Exercise text:
----
RuntimeError: Detected that PyTorch and torchvision were compiled with different CUDA versions. PyTorch has CUDA Version=11.7 and torchvision has CUDA Versio=11.6. Please reinstall the torchvision that matches your PyTorch install. #37

G-force78 · 2023-01-12T13:23:55Z

When launching training

Seems to be an error everywhere with this so not specific to this repo. Any ideas how to fix?

brian6091 · 2023-01-12T23:47:24Z

Where are you running the script? If you are using the notebook, does the error occur when you launch the training? Or somewhere before?

I only have access to Google Colab, where the CUDA versions seems to match:

Description: Ubuntu 18.04.6 LTS
diffusers==0.11.1
torchvision @ https://download.pytorch.org/whl/cu116/torchvision-0.14.0%2Bcu116-cp38-cp38-linux_x86_64.whl
transformers==4.25.1
xformers @ https://github.com/brian6091/xformers-wheels/releases/download/0.0.15.dev0%2B4c06c79/xformers-0.0.15.dev0+4c06c79.d20221205-cp38-cp38-linux_x86_64.whl

Copy-and-paste the text below in your GitHub issue

Accelerate version: 0.15.0

Platform: Linux-5.10.147+-x86_64-with-glibc2.27

Python version: 3.8.16

Numpy version: 1.21.6

PyTorch version (GPU?): 1.13.0+cu116 (True)

G-force78 · 2023-01-13T10:47:56Z

Thats odd..Yeah happens when the actual training cell is launched, maybe I have an outdated notebook will try the recent one.
very nice notebook to use by the way.

brian6091 · 2023-01-13T13:12:35Z

Ok, I actually haven't tried the notebook on the main branch for awhile. I will test tonight. Thanks for reporting.

G-force78 · 2023-01-13T13:31:56Z

i think it needs updating and tweaking Im getting error after error from the training cell, nothing seems to be linked back to the previous cells where the parameters are chosen

brian6091 · 2023-01-13T15:02:46Z

Are you referring to the notebook on the main branch?

G-force78 · 2023-01-14T09:11:53Z

Yes https://colab.research.google.com/github/brian6091/Dreambooth/blob/main/FineTuning_colab.ipynb

brian6091 · 2023-01-14T09:16:18Z

Ok thanks. I'll have a look today.

brian6091 · 2023-01-14T16:02:27Z

So I've fixed a couple of things and checked that the dependencies are all ok (at least on Google Colab). Please try the Notebook linked below. Two things:

I maintain this version on a different branch (https://github.com/brian6091/Dreambooth/tree/v0.0.2), so keep that version in mind since I will pull in >800 commits to main this weekend.
You need to run all the cells in sequence so that all the parameters are defined in the workspace. Skipping anything (except the tensorboard visualization cell) will cause an error.

G-force78 · 2023-01-15T09:15:55Z

Ok thanks, will give it a go

G-force78 · 2023-01-15T10:09:41Z

For some reason got an out of memory error, although fp16 and 8bit adam are enabled, as is gradient checkpointing.

Generating samples:   0% 0/4 [00:15<?, ?it/s]
Traceback (most recent call last):
  File "/content/Dreambooth/train.py", line 1110, in <module>
    main(args)
----
Work to be completed: Carry on the forum thread about the PyTorch and torchvision CUDA version mismatch, starting right after its last line.

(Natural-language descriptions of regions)
----
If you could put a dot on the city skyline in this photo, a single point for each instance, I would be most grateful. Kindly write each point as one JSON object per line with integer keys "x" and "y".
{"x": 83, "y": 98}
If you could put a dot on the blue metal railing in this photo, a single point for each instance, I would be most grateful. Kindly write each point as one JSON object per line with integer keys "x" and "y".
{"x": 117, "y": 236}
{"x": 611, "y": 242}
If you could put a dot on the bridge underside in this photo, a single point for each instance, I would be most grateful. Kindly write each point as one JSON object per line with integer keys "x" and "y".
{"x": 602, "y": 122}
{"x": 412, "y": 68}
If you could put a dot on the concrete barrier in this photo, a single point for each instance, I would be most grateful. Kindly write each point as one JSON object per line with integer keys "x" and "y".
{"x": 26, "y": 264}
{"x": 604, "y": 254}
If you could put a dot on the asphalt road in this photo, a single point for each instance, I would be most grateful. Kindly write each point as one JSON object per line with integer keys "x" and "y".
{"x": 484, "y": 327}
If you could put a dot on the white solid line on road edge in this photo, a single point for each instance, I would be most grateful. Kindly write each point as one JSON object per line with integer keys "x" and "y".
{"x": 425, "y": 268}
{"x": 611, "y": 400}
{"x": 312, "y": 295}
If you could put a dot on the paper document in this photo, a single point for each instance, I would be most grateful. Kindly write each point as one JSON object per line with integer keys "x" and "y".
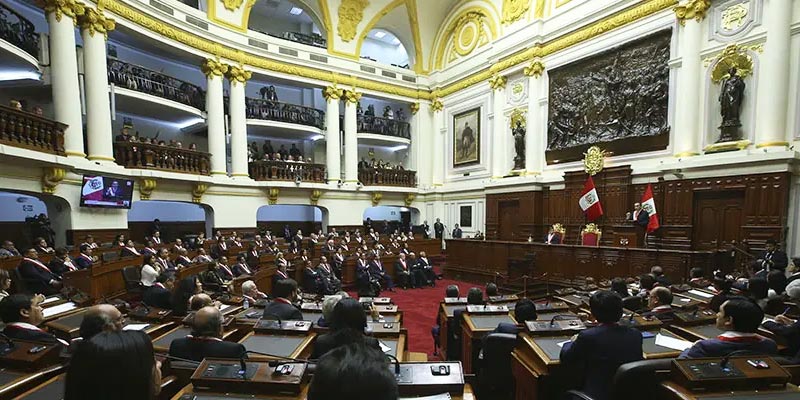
{"x": 672, "y": 343}
{"x": 701, "y": 293}
{"x": 61, "y": 308}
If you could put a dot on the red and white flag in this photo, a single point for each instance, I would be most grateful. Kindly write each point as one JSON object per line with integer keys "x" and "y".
{"x": 649, "y": 205}
{"x": 590, "y": 202}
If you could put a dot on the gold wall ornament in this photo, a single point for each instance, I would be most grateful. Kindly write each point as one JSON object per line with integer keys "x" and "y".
{"x": 238, "y": 74}
{"x": 514, "y": 10}
{"x": 732, "y": 57}
{"x": 593, "y": 160}
{"x": 498, "y": 82}
{"x": 351, "y": 12}
{"x": 51, "y": 177}
{"x": 272, "y": 195}
{"x": 146, "y": 188}
{"x": 70, "y": 8}
{"x": 213, "y": 67}
{"x": 535, "y": 69}
{"x": 198, "y": 190}
{"x": 376, "y": 198}
{"x": 692, "y": 9}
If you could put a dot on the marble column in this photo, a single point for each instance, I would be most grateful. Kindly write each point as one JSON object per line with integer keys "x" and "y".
{"x": 333, "y": 159}
{"x": 94, "y": 31}
{"x": 62, "y": 18}
{"x": 351, "y": 136}
{"x": 238, "y": 78}
{"x": 215, "y": 115}
{"x": 773, "y": 88}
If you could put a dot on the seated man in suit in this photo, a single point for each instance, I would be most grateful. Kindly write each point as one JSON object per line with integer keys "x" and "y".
{"x": 37, "y": 276}
{"x": 285, "y": 293}
{"x": 160, "y": 294}
{"x": 660, "y": 303}
{"x": 22, "y": 314}
{"x": 740, "y": 318}
{"x": 205, "y": 340}
{"x": 602, "y": 349}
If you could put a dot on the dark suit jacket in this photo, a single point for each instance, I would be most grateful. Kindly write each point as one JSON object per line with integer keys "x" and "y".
{"x": 286, "y": 312}
{"x": 198, "y": 348}
{"x": 601, "y": 350}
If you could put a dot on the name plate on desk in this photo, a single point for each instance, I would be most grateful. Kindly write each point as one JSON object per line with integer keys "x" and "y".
{"x": 487, "y": 309}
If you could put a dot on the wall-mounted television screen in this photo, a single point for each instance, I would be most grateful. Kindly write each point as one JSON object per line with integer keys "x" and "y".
{"x": 102, "y": 191}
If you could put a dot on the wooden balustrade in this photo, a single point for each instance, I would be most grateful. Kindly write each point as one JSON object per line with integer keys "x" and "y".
{"x": 387, "y": 177}
{"x": 164, "y": 158}
{"x": 31, "y": 131}
{"x": 286, "y": 171}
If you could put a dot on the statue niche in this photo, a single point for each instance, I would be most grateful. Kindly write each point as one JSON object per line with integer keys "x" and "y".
{"x": 618, "y": 98}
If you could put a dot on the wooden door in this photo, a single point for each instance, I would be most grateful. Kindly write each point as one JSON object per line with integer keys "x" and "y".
{"x": 717, "y": 219}
{"x": 509, "y": 220}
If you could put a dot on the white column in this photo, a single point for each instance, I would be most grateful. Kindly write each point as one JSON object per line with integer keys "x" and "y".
{"x": 215, "y": 115}
{"x": 351, "y": 136}
{"x": 773, "y": 90}
{"x": 333, "y": 159}
{"x": 437, "y": 164}
{"x": 238, "y": 78}
{"x": 94, "y": 29}
{"x": 499, "y": 155}
{"x": 687, "y": 137}
{"x": 64, "y": 74}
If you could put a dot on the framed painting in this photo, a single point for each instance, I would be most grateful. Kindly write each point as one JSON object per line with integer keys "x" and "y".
{"x": 467, "y": 138}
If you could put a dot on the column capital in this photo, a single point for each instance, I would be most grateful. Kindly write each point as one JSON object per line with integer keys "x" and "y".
{"x": 534, "y": 69}
{"x": 332, "y": 93}
{"x": 498, "y": 82}
{"x": 351, "y": 96}
{"x": 60, "y": 8}
{"x": 95, "y": 21}
{"x": 238, "y": 74}
{"x": 692, "y": 9}
{"x": 213, "y": 67}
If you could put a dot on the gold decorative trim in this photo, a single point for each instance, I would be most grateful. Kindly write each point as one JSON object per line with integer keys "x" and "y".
{"x": 146, "y": 187}
{"x": 51, "y": 177}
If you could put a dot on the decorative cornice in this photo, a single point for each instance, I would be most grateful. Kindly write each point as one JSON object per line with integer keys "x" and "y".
----
Exercise result:
  File "/content/Dreambooth/train.py", line 1070, in main
    save_weights(global_step)
  File "/content/Dreambooth/train.py", line 977, in save_weights
    images = pipeline(
  File "/usr/local/lib/python3.8/dist-packages/torch/autograd/grad_mode.py", line 27, in decorate_context
    return func(*args, **kwargs)
  File "/usr/local/lib/python3.8/dist-packages/diffusers/pipelines/stable_diffusion/pipeline_stable_diffusion.py", line 546, in __call__
    image = self.decode_latents(latents)
  File "/usr/local/lib/python3.8/dist-packages/diffusers/pipelines/stable_diffusion/pipeline_stable_diffusion.py", line 341, in decode_latents
    image = self.vae.decode(latents).sample
  File "/usr/local/lib/python3.8/dist-packages/diffusers/models/vae.py", line 605, in decode
    decoded = self._decode(z).sample
  File "/usr/local/lib/python3.8/dist-packages/diffusers/models/vae.py", line 577, in _decode
    dec = self.decoder(z)
  File "/usr/local/lib/python3.8/dist-packages/torch/nn/modules/module.py", line 1190, in _call_impl
    return forward_call(*input, **kwargs)
  File "/usr/local/lib/python3.8/dist-packages/diffusers/models/vae.py", line 217, in forward
    sample = up_block(sample)
  File "/usr/local/lib/python3.8/dist-packages/torch/nn/modules/module.py", line 1190, in _call_impl
    return forward_call(*input, **kwargs)
  File "/usr/local/lib/python3.8/dist-packages/diffusers/models/unet_2d_blocks.py", line 1691, in forward
    hidden_states = resnet(hidden_states, temb=None)
  File "/usr/local/lib/python3.8/dist-packages/torch/nn/modules/module.py", line 1190, in _call_impl
    return forward_call(*input, **kwargs)
  File "/usr/local/lib/python3.8/dist-packages/diffusers/models/resnet.py", line 457, in forward
    hidden_states = self.norm1(hidden_states)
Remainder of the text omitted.